**SHORT EXERCISE**:
Retype each of the following records line for line, keeping every character as it is.

**Rows from a segmentation dataset**:
┄┄┄┄┄┄┄┄┄┄┄┄┄┄┄┄┄┄┄┄

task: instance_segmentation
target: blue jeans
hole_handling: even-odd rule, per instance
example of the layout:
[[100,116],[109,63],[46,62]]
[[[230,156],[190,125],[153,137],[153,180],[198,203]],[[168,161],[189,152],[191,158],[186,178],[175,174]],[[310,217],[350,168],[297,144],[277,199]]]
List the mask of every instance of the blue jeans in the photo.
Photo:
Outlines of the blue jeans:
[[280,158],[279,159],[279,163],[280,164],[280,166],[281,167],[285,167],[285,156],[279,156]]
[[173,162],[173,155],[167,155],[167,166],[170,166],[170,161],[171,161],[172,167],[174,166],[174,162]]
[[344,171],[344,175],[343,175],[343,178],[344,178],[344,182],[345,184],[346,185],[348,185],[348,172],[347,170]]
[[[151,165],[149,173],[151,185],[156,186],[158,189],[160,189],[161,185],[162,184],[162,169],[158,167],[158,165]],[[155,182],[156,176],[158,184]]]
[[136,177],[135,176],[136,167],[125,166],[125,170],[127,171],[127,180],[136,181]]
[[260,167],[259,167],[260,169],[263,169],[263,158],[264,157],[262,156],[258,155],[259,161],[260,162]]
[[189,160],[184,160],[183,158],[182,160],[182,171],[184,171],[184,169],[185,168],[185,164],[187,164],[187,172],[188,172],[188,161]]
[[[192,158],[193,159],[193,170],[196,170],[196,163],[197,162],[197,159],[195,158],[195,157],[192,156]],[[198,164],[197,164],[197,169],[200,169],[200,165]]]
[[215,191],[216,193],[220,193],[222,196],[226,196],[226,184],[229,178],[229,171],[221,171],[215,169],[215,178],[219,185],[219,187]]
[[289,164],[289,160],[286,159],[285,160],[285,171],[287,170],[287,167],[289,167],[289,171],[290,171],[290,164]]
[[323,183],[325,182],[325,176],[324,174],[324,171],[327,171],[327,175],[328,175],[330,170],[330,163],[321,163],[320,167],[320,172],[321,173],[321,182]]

┄┄┄┄┄┄┄┄┄┄┄┄┄┄┄┄┄┄┄┄

**ANSWER**:
task: instance_segmentation
target: blue jeans
hole_handling: even-odd rule, per instance
example of the layout:
[[100,116],[109,63],[46,62]]
[[[230,156],[190,125],[153,137],[153,180],[198,203]],[[168,161],[189,152],[191,158],[186,178],[175,174]],[[310,217],[350,168],[297,144],[277,199]]]
List the mask of every instance of the blue jeans in the photo.
Photo:
Outlines of the blue jeans:
[[280,158],[279,159],[279,163],[280,164],[280,166],[281,167],[285,167],[285,156],[279,156]]
[[173,162],[173,155],[167,155],[167,166],[170,166],[170,161],[171,161],[172,167],[174,166],[174,162]]
[[344,171],[344,175],[343,175],[343,178],[344,178],[344,182],[345,184],[346,185],[348,185],[348,172],[347,170]]
[[[151,165],[149,173],[151,185],[156,186],[158,189],[160,189],[161,185],[162,184],[162,169],[158,167],[158,165]],[[155,182],[156,176],[158,184]]]
[[136,177],[135,176],[136,167],[125,166],[125,170],[127,171],[127,180],[136,181]]
[[260,167],[259,167],[260,169],[263,169],[263,158],[264,157],[262,156],[258,155],[259,161],[260,162]]
[[189,160],[184,160],[183,158],[182,160],[182,171],[184,171],[184,169],[185,168],[185,164],[187,164],[187,172],[188,172],[188,161]]
[[[192,158],[193,159],[193,170],[196,170],[196,163],[197,162],[197,159],[195,158],[195,157],[192,156]],[[198,164],[197,164],[197,169],[200,169],[200,165]]]
[[215,191],[216,193],[220,193],[222,196],[226,196],[226,184],[229,178],[229,171],[221,171],[215,169],[215,178],[219,185],[219,187]]
[[289,164],[289,160],[286,159],[285,160],[285,171],[287,170],[287,167],[289,167],[289,171],[290,171],[290,164]]
[[323,183],[325,182],[325,176],[324,174],[324,171],[327,171],[327,175],[328,175],[330,170],[330,163],[321,163],[320,167],[320,172],[321,173],[321,182]]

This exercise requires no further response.